Document excerpt Start Marker

Multiple firearm programs available.

Here at the academy, we offer multiple courses, whether you focus on only a single firearm or a assortment together. We can cater to all your entry level and advanced needs.

Non-Restricted and Restricted Firearms                                      P.A.L

 

The Canadian Non-Restricted Safety Course (CFSC) and the Canadian Restricted Safety Course (CRFSC) is designed to apply the broadest possible spectrum of novice firearm users. Existing firearms safety courses across Canada have a proven track record in the reduction of firearm related incidents. However, most of these courses have been designed and delivered for firearm use in a specific activity. The CFSC and the CRFSC is a introductory firearm safety course intended for ALL new firearm users.

 

The Canadian Non-Restricted and the Canadian Restricted Firearms Safety Course consists of two parts. One is classroom instruction. The other is learning the material from the instructional manual. There will be a written test along with a practical examination. Also available is the challenge exam which the student will cover the material on their own, and make an appointment to do the exams. Must be 18 years of age to acquire.

As of Aug. 31 2015 the Academy follows the new course standards and instructor requirements by using disabled firearms for classroom presentation as well as transport, storage, and display regulations.

 

Non-Restricted Course Dates:  October 23 2021

Maximum 7 students during Covid 19. 

Cost: $125.00 plus GST.

Restricted Course Dates:  October 24 2021.

Maximum 7 students during Covid 19.

Cost: $125.00 plus GST.

Non-Restricted course:8 hours. Restricted course following Non-Restricted course within 7 days:4 hours. After 7 days: 6 hour minimum. 

Email the Academy for details and availability for more course dates.

Document excerpt End Marker
Data excerpts Start Marker

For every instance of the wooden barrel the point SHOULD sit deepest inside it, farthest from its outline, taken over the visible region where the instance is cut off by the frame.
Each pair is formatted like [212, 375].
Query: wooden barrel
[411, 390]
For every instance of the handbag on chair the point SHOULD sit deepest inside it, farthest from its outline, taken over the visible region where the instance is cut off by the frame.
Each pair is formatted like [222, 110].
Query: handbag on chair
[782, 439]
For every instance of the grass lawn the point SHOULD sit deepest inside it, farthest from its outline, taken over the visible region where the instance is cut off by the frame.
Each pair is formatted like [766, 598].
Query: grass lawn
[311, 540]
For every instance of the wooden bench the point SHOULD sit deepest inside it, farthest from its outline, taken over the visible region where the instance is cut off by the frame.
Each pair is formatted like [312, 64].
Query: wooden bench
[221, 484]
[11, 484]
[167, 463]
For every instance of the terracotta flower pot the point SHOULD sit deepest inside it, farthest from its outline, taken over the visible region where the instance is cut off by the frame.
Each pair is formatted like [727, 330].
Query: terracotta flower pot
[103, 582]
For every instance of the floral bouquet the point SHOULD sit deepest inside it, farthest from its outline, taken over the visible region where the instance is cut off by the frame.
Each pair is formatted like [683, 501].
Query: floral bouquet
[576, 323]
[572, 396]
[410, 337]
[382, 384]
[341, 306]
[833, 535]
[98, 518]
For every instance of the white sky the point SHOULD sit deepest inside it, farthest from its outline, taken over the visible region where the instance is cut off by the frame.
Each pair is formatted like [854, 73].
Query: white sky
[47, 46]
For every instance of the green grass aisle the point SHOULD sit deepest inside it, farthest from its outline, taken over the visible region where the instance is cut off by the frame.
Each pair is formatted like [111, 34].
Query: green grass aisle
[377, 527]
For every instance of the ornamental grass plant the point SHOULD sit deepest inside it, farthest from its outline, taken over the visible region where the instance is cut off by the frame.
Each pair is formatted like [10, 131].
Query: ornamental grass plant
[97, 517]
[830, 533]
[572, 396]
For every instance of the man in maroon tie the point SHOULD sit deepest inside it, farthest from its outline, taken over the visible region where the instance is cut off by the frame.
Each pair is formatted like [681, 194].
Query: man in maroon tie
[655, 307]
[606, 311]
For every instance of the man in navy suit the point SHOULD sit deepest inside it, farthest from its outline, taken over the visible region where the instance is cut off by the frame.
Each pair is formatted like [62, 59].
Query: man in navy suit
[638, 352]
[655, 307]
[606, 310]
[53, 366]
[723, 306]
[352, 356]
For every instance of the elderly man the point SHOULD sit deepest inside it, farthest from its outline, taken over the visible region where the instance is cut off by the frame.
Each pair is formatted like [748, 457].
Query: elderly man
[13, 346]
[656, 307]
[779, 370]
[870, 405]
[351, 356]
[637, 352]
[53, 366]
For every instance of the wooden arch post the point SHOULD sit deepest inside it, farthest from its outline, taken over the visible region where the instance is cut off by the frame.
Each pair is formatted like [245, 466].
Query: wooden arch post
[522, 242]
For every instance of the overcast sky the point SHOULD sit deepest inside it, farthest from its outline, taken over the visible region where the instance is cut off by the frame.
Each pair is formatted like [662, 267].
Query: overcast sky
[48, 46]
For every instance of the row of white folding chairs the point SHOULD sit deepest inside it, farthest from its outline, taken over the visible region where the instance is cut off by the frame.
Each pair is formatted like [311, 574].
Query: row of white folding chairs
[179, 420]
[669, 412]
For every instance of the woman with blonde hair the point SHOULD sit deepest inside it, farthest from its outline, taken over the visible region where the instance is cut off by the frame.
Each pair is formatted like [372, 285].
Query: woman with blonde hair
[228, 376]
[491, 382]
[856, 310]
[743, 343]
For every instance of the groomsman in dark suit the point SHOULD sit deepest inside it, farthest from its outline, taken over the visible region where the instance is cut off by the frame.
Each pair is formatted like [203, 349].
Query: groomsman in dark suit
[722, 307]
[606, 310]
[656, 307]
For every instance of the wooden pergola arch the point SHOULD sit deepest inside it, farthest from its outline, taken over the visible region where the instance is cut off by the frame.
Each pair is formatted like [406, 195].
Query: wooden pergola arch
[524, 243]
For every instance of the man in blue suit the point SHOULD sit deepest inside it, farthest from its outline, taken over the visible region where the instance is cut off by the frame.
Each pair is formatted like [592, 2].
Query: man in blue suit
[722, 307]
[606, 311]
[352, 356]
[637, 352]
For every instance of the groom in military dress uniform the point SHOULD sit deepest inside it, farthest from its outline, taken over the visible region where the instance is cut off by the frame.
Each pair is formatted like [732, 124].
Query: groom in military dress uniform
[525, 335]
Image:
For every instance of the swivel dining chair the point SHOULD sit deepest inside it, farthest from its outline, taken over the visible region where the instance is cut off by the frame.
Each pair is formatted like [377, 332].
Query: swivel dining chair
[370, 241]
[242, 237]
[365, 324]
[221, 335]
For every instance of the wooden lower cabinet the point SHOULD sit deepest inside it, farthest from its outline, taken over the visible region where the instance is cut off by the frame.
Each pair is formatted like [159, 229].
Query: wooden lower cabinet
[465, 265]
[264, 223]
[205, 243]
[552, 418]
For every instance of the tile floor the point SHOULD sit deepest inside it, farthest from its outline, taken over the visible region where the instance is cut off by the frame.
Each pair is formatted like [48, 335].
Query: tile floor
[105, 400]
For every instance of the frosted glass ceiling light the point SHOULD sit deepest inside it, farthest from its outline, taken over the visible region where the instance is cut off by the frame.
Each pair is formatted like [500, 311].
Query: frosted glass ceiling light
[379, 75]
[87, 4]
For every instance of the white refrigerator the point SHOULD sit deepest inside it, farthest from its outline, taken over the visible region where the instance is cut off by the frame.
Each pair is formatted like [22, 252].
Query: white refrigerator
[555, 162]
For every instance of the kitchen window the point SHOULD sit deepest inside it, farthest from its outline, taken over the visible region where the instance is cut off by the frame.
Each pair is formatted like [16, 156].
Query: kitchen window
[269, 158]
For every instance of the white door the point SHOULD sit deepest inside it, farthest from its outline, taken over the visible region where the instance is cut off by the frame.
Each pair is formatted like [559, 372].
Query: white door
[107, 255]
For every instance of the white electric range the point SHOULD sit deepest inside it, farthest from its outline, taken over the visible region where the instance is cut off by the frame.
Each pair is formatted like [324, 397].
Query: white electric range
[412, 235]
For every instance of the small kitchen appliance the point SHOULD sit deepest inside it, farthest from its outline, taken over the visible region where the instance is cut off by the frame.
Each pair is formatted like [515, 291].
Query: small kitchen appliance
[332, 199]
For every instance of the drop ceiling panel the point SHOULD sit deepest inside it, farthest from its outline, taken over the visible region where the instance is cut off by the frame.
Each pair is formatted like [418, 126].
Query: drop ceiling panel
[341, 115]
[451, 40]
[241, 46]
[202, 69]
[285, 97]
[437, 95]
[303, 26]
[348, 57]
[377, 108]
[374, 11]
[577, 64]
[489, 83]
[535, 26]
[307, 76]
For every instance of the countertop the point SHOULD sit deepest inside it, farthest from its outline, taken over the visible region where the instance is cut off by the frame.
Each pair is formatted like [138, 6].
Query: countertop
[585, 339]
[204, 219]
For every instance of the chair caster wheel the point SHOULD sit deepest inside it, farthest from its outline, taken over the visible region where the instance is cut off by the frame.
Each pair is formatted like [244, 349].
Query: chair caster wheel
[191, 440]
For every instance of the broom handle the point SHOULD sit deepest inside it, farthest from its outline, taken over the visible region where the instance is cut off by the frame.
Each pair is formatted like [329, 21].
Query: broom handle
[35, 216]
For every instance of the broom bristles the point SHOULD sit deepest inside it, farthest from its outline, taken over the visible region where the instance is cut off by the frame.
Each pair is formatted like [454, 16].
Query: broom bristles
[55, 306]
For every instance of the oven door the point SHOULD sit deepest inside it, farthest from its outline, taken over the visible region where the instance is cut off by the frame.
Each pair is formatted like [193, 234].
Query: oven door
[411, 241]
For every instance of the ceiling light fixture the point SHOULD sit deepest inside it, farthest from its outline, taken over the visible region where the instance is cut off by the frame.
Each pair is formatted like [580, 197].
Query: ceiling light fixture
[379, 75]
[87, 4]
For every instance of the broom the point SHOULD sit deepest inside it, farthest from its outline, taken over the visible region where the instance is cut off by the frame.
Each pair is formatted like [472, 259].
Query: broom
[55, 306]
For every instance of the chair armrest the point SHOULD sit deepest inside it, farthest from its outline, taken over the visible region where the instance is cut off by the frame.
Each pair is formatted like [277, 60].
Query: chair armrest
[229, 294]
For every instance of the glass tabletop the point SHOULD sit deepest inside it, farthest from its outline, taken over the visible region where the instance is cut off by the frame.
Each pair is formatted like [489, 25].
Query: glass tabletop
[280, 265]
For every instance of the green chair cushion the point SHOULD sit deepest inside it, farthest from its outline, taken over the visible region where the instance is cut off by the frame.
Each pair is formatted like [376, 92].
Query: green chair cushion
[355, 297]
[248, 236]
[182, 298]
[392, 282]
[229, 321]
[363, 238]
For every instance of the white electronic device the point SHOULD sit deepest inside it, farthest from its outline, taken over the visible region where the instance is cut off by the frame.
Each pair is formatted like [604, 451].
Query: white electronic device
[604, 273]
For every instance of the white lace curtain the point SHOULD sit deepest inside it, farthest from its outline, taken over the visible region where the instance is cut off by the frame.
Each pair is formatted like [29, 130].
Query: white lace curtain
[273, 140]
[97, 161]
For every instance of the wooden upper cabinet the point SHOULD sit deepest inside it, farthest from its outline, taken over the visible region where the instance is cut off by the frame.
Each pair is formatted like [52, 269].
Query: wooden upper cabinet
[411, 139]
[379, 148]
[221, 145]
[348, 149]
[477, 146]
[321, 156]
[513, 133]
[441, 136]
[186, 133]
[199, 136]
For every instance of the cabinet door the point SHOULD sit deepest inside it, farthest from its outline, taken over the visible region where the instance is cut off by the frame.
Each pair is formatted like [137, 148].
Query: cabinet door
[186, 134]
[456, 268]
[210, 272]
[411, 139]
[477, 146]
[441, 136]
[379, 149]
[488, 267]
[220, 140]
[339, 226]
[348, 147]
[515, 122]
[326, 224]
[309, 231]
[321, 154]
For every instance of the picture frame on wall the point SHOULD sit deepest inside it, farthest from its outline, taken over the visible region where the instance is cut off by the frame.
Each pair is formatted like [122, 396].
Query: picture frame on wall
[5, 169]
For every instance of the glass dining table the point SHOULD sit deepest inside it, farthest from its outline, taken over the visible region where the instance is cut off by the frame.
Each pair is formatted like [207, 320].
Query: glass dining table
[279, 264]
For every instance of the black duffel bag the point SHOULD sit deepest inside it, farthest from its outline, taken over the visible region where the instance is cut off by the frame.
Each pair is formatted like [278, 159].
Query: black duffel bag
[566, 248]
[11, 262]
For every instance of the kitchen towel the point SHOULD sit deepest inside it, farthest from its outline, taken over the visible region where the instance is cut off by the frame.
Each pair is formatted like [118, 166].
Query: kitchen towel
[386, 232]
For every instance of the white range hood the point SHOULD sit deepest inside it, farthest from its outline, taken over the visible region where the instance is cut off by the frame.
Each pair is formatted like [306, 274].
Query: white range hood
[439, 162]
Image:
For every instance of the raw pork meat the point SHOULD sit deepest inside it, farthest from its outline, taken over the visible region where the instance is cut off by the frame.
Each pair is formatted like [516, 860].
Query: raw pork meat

Data excerpts End Marker

▸ Activity: Write the next part of the firearms academy course page, picking up after its last line. Nothing in the records is needed here.

▸ Task response:
                   Covid-19 Updates
Non-Restricted and Restricted Firearms                              P.A.L

New Update June 11 2020-Good day everyone.  I know everyone is anxious to get back to the CFSC classroom, we continue to hear from the CFO regularly , and  I can share with you that the CFO has close contact with Saskatchewan Advance Education.  They have been advised that the CFSC is covered by vocational education and private education and as such and are being governed accordingly.  Once we know a date for return to instruction everyone will be advised.  Thanks for your patience.

As of mid March 2020, the Provincial CFO had ceased all PAL course until further notice. As Saskatchewan opens into phase 3 June 8 2020, the PAL course providers will be contacted to resume classes when group restrictions are lifted. Anyone wanting to participate in these courses should sign up asap so the school can organize class dates upon registration. Any further questions, contact the school.

 New updates for Non-Restricted and Restricted P.A.L July 9 2020.

We are pleased to inform you that as of July 09/2020 The Academy can resume providing the CSFC and CRFSC to students throughout the Province of Saskatchewan, ensuring you abide by the Government of Saskatchewan Covid 19 Workplace requirements. https://www.saskatchewan.ca/government/health-care-administration-and-provider-resources/treatment-procedures-and-guidelines/emerging-public-health-issues/2019-novel-coronavirus/re-open-saskatchewan-plan/covid-19-workplace-information.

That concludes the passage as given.